▶ **Supplied information**
********
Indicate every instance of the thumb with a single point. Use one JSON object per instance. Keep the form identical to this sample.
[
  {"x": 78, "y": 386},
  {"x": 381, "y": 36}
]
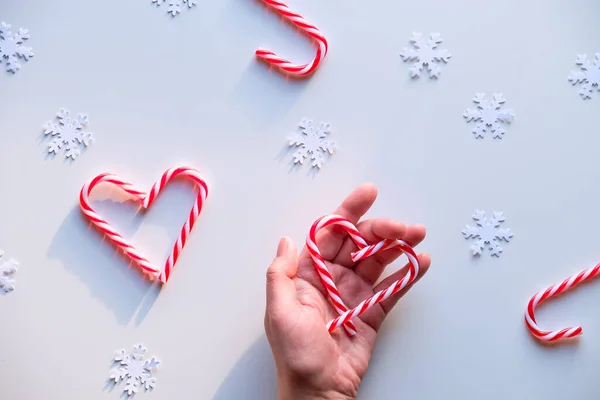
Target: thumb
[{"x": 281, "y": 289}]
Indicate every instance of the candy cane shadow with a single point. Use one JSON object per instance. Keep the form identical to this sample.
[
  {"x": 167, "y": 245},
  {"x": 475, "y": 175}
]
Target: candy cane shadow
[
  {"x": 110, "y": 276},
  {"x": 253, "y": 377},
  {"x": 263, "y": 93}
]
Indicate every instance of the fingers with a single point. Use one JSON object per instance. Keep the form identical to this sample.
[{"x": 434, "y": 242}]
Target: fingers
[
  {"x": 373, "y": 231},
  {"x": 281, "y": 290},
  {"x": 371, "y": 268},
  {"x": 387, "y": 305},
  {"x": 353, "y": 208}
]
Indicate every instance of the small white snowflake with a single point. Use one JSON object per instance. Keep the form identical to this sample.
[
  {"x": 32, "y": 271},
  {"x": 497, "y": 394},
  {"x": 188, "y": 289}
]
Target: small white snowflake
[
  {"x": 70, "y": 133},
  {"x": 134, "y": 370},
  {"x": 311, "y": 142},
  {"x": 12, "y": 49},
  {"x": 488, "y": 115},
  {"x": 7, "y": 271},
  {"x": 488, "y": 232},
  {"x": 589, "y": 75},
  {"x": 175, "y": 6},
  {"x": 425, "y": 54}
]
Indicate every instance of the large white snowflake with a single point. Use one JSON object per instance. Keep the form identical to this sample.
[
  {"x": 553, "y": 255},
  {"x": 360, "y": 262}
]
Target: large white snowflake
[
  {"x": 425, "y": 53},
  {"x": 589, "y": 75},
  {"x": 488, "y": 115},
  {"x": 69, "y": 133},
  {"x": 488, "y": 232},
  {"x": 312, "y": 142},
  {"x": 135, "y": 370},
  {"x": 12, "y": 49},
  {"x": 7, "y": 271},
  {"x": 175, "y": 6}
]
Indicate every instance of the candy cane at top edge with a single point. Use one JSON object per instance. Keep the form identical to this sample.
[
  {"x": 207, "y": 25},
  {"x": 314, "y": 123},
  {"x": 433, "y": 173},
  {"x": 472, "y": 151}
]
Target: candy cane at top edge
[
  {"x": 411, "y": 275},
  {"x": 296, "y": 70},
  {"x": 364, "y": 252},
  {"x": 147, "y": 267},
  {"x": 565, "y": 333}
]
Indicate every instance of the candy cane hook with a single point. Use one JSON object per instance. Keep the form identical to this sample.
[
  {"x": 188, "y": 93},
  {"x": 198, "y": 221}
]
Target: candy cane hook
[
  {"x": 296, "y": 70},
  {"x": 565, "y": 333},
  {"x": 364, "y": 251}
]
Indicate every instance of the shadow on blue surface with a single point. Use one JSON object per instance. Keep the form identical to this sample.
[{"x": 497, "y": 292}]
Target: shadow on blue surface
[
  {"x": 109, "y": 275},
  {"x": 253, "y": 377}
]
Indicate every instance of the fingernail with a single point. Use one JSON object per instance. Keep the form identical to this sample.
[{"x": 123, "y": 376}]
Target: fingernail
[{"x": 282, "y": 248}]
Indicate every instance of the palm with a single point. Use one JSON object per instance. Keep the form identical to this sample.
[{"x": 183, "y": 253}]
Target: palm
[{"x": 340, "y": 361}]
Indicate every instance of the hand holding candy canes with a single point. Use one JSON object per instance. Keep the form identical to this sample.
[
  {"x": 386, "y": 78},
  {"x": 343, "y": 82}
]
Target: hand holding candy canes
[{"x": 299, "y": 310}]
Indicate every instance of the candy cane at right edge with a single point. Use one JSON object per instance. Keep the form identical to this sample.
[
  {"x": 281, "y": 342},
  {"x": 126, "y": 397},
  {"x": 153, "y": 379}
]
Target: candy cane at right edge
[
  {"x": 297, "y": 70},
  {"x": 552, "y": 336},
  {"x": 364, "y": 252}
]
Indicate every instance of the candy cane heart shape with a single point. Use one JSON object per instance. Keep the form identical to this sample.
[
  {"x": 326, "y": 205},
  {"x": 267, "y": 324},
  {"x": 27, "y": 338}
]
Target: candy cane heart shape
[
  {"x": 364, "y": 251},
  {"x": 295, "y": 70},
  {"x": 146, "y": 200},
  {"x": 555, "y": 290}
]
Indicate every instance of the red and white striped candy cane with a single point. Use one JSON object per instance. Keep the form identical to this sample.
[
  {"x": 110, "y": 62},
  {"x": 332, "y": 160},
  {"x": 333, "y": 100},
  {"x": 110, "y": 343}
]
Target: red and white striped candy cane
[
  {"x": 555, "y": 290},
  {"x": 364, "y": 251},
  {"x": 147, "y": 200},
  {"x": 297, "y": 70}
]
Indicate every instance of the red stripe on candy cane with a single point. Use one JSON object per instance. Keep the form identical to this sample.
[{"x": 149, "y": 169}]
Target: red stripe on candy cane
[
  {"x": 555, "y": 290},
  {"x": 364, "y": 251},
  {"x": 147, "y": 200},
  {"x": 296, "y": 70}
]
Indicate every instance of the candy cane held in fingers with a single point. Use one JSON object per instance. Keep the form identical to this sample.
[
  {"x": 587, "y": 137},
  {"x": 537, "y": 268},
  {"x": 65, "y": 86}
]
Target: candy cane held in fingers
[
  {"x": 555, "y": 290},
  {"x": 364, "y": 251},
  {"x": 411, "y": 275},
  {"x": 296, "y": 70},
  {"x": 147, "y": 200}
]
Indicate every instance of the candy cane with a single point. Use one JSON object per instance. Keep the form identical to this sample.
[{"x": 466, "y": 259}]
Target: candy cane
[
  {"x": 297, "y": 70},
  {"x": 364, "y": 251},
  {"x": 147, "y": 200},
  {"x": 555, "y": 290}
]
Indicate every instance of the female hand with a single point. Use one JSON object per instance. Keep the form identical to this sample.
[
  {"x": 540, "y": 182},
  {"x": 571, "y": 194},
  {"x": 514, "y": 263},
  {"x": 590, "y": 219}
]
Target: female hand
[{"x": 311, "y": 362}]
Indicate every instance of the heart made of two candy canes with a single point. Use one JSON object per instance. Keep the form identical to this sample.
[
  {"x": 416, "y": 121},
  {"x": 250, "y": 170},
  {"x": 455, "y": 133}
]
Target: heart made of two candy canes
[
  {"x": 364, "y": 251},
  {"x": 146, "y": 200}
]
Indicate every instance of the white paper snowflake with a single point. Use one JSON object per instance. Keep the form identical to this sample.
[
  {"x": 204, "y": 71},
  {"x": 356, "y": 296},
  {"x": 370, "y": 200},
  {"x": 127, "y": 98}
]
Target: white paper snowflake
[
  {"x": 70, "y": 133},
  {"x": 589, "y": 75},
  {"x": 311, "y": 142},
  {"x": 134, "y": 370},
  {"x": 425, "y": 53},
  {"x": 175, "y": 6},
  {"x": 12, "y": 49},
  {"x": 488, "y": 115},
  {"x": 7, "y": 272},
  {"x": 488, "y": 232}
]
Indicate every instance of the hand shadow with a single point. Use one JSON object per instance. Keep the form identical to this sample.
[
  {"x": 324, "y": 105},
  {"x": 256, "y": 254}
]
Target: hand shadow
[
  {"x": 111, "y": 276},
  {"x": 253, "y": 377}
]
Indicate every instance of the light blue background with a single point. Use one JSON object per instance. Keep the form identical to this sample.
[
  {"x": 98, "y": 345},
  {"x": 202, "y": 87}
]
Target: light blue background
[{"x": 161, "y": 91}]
********
▶ **Problem requirements**
An exact transcription of all the entries is required, without the pictures.

▶ **Output**
Indicate every instance of the thumb with a single point. Use one JSON object per instance. Keep the form identical to this sample.
[
  {"x": 78, "y": 386},
  {"x": 381, "y": 36}
]
Target: thumb
[{"x": 281, "y": 289}]
Indicate every instance of the candy cane shadow with a single point. Use one JSON object per instance. Keep the form identical to this sample.
[
  {"x": 167, "y": 245},
  {"x": 475, "y": 175}
]
Target: candy cane shadow
[
  {"x": 110, "y": 276},
  {"x": 253, "y": 377},
  {"x": 263, "y": 93}
]
Indicate every instance of the fingers with a single point. Use one JSON object per instance. Keep the form identical to this sample.
[{"x": 434, "y": 242}]
Target: fingers
[
  {"x": 373, "y": 231},
  {"x": 281, "y": 290},
  {"x": 371, "y": 268},
  {"x": 387, "y": 305},
  {"x": 353, "y": 208}
]
Indicate every instance of the small white snowflake with a single point. Use one JSON object per instance. Keep the form identical to this sample.
[
  {"x": 32, "y": 271},
  {"x": 497, "y": 394},
  {"x": 188, "y": 289}
]
Target: small white snowflake
[
  {"x": 70, "y": 133},
  {"x": 134, "y": 370},
  {"x": 311, "y": 142},
  {"x": 12, "y": 49},
  {"x": 488, "y": 115},
  {"x": 7, "y": 271},
  {"x": 488, "y": 232},
  {"x": 589, "y": 75},
  {"x": 175, "y": 6},
  {"x": 425, "y": 54}
]
Indicate every instance of the large white snowflake with a single point. Use one JSON object per instance. Keep the form identical to this sample.
[
  {"x": 553, "y": 255},
  {"x": 360, "y": 262}
]
Target: large white snowflake
[
  {"x": 425, "y": 53},
  {"x": 589, "y": 75},
  {"x": 488, "y": 115},
  {"x": 69, "y": 133},
  {"x": 488, "y": 232},
  {"x": 312, "y": 142},
  {"x": 135, "y": 370},
  {"x": 12, "y": 49},
  {"x": 7, "y": 271},
  {"x": 175, "y": 6}
]
Indicate every instance of the candy cane at top edge with a single point. Use one JSON object per instance. Keep the form identical to this sample.
[
  {"x": 207, "y": 25},
  {"x": 314, "y": 123},
  {"x": 433, "y": 173},
  {"x": 472, "y": 151}
]
Target: candy cane at top edge
[
  {"x": 411, "y": 275},
  {"x": 296, "y": 70},
  {"x": 364, "y": 252},
  {"x": 147, "y": 267},
  {"x": 565, "y": 333}
]
Indicate every instance of the candy cane hook with a single point. Use one JSON object per instance. Keep the form identical to this sample.
[
  {"x": 188, "y": 93},
  {"x": 198, "y": 221}
]
Target: candy cane hook
[
  {"x": 296, "y": 70},
  {"x": 565, "y": 333},
  {"x": 364, "y": 251}
]
Indicate every instance of the shadow on blue surface with a single point. Use one JSON object per instance. Keep the form identical to this sample.
[{"x": 497, "y": 292}]
Target: shadow on blue surface
[
  {"x": 109, "y": 275},
  {"x": 253, "y": 377}
]
Indicate every instance of the fingernail with a single point. Use one JSON object per instance. Keep the form identical to this sample.
[{"x": 123, "y": 376}]
Target: fingernail
[{"x": 282, "y": 248}]
Indicate every instance of the palm with a single point. Use one JSON object per instance. Keep the form identical to this sample.
[{"x": 183, "y": 253}]
Target: palm
[{"x": 340, "y": 361}]
Indicate every instance of the hand holding candy canes with a single point. Use one JSON object per instance. Keep the form identical to this sample.
[
  {"x": 386, "y": 78},
  {"x": 343, "y": 82}
]
Target: hand holding candy canes
[{"x": 299, "y": 310}]
Indicate every instance of the candy cane at right edge with a single point. Use one JSON object per instance. Keep the form identical to this sample.
[
  {"x": 281, "y": 342},
  {"x": 126, "y": 397},
  {"x": 153, "y": 379}
]
Target: candy cane at right edge
[
  {"x": 297, "y": 70},
  {"x": 552, "y": 336},
  {"x": 364, "y": 252}
]
Indicate every instance of the candy cane heart shape with a single point. Use one JSON object per instance. Keep the form identical to this sample.
[
  {"x": 326, "y": 205},
  {"x": 267, "y": 324},
  {"x": 27, "y": 338}
]
Target: candy cane heart shape
[
  {"x": 364, "y": 251},
  {"x": 295, "y": 70},
  {"x": 146, "y": 200},
  {"x": 555, "y": 290}
]
Indicate every instance of the red and white striped candy cane with a single point. Use one JSON object per instance. Keep the form identical to this sample.
[
  {"x": 110, "y": 62},
  {"x": 332, "y": 160},
  {"x": 333, "y": 100},
  {"x": 110, "y": 343}
]
Target: red and white striped candy cane
[
  {"x": 555, "y": 290},
  {"x": 364, "y": 251},
  {"x": 147, "y": 200},
  {"x": 297, "y": 70}
]
Indicate every instance of the red stripe on candy cane with a single point. Use one JSON object per instance. Keep the form identical to this sample.
[{"x": 149, "y": 169}]
Target: red stripe on candy cane
[
  {"x": 555, "y": 290},
  {"x": 364, "y": 251},
  {"x": 147, "y": 200},
  {"x": 296, "y": 70}
]
Indicate every instance of the candy cane held in fingers with a single point. Use one JSON object per instance. Keep the form identical to this sample.
[
  {"x": 587, "y": 137},
  {"x": 537, "y": 268},
  {"x": 65, "y": 86}
]
Target: candy cane held in fingers
[
  {"x": 555, "y": 290},
  {"x": 364, "y": 251},
  {"x": 411, "y": 275},
  {"x": 296, "y": 70},
  {"x": 147, "y": 200}
]
Indicate every instance of the candy cane with a single point. Use one JSON object per instance. Keep the form identical to this sample.
[{"x": 466, "y": 259}]
Target: candy cane
[
  {"x": 297, "y": 70},
  {"x": 364, "y": 251},
  {"x": 147, "y": 200},
  {"x": 555, "y": 290}
]
Indicate every instance of the female hand with a single point. Use one JSON object per instance. Keep the form identical to this sample.
[
  {"x": 540, "y": 182},
  {"x": 571, "y": 194},
  {"x": 514, "y": 263},
  {"x": 590, "y": 219}
]
Target: female hand
[{"x": 311, "y": 362}]
Indicate every instance of the heart made of two candy canes with a single point. Use one JSON object per instance. Keep the form identical to this sample.
[
  {"x": 416, "y": 121},
  {"x": 250, "y": 170},
  {"x": 455, "y": 133}
]
Target: heart made of two candy canes
[
  {"x": 364, "y": 251},
  {"x": 146, "y": 200}
]
Indicate every instance of the white paper snowflake with a single point. Use one JSON object per instance. Keep the form identical to this sample.
[
  {"x": 204, "y": 71},
  {"x": 356, "y": 296},
  {"x": 370, "y": 200},
  {"x": 127, "y": 98}
]
Target: white paper snowflake
[
  {"x": 70, "y": 133},
  {"x": 589, "y": 75},
  {"x": 311, "y": 142},
  {"x": 134, "y": 370},
  {"x": 425, "y": 53},
  {"x": 175, "y": 6},
  {"x": 12, "y": 49},
  {"x": 488, "y": 115},
  {"x": 7, "y": 272},
  {"x": 488, "y": 232}
]
Indicate every instance of the hand shadow with a single point. Use one JSON object per instance. Keep the form identical to this sample.
[
  {"x": 324, "y": 105},
  {"x": 256, "y": 254}
]
Target: hand shadow
[
  {"x": 111, "y": 276},
  {"x": 253, "y": 377}
]
Indicate every instance of the light blue background with a single point. Use one JSON object per instance. Keep the form identical to this sample.
[
  {"x": 98, "y": 345},
  {"x": 202, "y": 87}
]
Target: light blue background
[{"x": 161, "y": 91}]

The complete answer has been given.